Edit the rows starting with the line with "target: <item>white pickup truck</item>" and going on through the line with "task: trace the outline of every instance of the <item>white" by replacing "pickup truck" with "delivery van" and leaving everything else unchanged. Give back only those lines.

Items from a dataset
↓
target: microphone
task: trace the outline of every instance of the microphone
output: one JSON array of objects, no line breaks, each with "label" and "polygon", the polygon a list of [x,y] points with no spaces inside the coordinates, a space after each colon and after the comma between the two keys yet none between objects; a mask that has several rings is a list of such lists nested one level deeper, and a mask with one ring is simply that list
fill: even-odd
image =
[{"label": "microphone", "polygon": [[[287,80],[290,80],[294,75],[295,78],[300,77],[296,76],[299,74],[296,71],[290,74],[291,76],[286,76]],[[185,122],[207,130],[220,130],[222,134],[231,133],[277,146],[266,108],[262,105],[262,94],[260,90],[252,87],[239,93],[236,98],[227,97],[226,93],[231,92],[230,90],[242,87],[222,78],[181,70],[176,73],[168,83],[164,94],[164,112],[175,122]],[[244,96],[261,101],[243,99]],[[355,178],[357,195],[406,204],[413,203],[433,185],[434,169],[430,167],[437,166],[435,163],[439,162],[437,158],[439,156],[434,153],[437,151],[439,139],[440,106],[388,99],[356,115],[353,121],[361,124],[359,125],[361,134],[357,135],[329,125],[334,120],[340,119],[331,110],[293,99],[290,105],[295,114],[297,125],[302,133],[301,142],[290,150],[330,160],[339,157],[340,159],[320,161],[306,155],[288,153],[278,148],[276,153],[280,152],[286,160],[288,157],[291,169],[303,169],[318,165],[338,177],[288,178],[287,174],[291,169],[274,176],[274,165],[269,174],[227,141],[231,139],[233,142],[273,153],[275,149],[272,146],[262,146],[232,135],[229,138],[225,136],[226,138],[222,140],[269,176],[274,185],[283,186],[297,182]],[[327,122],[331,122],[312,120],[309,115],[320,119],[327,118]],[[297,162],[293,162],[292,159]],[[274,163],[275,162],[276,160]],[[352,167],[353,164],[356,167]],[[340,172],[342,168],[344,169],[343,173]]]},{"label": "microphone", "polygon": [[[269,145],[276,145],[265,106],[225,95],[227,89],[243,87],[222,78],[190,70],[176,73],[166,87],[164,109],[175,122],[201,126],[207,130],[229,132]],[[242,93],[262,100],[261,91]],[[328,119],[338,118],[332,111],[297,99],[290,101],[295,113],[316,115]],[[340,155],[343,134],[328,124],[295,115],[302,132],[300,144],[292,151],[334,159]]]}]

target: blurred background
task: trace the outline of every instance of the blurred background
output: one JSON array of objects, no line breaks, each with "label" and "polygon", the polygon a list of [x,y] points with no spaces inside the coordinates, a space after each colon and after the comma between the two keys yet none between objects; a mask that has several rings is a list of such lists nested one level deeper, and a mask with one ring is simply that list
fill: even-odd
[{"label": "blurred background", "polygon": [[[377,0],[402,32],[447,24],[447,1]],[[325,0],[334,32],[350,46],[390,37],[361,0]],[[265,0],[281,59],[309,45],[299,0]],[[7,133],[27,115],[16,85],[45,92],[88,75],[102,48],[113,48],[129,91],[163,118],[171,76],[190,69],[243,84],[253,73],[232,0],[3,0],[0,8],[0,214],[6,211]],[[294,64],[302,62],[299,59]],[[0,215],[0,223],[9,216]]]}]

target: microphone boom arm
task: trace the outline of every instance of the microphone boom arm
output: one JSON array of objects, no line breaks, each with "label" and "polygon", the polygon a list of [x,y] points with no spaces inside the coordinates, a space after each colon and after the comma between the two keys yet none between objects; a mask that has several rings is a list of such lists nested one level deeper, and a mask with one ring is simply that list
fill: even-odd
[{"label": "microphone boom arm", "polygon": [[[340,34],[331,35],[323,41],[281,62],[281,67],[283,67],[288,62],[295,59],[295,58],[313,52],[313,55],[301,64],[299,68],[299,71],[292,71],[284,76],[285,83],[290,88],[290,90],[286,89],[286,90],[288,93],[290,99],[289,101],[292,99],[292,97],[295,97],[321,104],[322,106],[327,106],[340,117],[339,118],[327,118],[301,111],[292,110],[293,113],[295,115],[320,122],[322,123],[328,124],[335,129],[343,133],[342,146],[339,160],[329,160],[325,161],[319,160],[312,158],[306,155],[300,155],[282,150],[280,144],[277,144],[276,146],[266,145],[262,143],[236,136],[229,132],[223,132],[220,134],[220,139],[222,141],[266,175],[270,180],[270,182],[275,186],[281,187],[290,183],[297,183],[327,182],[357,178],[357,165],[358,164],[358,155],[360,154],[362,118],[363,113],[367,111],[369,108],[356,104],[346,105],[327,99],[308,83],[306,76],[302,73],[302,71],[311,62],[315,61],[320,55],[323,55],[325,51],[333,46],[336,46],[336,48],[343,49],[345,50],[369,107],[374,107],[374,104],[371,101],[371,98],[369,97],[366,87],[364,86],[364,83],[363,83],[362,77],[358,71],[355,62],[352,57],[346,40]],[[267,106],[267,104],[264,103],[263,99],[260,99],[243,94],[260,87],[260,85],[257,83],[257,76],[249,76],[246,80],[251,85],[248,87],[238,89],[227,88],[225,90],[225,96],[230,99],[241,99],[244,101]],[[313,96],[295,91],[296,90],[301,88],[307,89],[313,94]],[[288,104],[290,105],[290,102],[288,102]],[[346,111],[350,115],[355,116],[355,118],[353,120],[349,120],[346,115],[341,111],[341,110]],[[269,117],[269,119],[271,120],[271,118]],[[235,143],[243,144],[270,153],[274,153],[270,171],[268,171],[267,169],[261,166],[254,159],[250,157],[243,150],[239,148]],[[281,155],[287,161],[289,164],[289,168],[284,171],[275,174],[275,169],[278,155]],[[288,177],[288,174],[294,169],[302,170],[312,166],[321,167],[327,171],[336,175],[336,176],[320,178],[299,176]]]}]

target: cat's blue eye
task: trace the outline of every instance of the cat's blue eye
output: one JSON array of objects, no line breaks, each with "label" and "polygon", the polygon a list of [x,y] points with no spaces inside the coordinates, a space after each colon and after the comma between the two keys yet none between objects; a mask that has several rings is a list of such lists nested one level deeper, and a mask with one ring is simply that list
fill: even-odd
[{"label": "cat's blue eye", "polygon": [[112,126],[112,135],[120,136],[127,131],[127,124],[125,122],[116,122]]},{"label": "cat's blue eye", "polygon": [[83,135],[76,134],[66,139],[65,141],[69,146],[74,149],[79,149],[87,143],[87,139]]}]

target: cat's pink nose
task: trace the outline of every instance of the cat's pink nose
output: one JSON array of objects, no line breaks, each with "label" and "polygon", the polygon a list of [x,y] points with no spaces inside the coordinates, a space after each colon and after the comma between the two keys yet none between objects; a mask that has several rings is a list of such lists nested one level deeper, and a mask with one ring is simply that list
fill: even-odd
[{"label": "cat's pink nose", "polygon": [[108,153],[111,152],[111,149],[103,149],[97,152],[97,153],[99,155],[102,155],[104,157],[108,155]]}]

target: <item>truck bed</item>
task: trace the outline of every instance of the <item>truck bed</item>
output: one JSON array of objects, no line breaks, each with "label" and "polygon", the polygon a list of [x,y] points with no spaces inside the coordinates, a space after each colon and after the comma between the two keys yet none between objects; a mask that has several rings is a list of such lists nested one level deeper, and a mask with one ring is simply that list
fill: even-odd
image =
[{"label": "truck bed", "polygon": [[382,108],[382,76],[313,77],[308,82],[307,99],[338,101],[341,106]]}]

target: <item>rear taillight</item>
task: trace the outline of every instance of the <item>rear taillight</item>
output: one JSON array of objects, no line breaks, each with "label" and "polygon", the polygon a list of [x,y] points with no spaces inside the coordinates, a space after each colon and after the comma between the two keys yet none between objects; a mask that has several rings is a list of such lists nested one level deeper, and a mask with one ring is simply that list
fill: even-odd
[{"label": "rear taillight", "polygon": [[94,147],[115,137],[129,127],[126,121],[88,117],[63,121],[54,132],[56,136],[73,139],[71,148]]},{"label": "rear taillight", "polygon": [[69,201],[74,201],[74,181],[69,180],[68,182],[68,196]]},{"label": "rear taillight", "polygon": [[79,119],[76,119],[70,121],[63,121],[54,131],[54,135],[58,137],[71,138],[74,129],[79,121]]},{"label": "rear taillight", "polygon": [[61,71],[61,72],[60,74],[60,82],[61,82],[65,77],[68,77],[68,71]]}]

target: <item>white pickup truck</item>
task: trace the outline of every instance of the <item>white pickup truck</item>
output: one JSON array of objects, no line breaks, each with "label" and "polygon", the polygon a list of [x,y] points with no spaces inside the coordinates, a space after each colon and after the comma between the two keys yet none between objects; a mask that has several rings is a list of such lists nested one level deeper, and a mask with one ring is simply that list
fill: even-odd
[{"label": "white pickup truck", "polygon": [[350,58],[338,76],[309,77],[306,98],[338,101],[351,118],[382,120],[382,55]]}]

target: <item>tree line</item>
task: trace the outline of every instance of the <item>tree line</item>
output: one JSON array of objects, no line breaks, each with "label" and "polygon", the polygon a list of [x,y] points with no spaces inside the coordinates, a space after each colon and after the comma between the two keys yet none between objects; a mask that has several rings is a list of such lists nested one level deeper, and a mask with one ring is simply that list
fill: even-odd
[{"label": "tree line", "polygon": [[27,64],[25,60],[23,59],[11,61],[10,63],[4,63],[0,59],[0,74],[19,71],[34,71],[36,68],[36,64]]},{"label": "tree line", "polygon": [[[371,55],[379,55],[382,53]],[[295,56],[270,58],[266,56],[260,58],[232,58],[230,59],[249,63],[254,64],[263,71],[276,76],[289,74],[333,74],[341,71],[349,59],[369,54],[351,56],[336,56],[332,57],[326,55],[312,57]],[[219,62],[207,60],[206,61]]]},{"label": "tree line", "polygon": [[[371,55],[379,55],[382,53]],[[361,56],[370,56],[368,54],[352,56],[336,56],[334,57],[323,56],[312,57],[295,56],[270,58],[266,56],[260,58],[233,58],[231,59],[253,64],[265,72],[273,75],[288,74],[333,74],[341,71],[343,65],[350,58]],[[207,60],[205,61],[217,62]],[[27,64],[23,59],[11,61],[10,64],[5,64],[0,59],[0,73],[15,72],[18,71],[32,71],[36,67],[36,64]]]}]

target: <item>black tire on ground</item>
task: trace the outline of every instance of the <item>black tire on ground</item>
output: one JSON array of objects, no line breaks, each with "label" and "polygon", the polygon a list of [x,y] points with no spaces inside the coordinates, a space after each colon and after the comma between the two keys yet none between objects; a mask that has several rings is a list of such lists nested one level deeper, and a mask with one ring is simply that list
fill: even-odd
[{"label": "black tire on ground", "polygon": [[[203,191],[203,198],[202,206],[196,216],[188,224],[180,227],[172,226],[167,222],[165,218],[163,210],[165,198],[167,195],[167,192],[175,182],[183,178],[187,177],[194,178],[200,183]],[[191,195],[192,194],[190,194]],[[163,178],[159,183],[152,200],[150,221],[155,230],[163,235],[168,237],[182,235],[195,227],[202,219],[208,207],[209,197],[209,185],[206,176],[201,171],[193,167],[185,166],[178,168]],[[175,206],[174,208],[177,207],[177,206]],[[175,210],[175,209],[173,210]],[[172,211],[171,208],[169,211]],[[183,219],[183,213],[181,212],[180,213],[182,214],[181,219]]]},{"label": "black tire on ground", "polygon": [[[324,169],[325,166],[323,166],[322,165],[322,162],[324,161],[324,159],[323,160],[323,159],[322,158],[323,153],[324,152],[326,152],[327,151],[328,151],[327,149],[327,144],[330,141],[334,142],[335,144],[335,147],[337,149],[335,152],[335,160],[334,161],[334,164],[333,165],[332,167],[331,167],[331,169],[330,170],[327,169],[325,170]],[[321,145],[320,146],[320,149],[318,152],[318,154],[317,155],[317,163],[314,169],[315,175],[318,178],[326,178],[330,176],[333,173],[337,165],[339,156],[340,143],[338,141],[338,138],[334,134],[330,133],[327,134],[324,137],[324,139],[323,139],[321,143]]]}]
↑
- [Result of this task]
target: <item>white delivery van</item>
task: trace the outline of every instance of the <item>white delivery van</item>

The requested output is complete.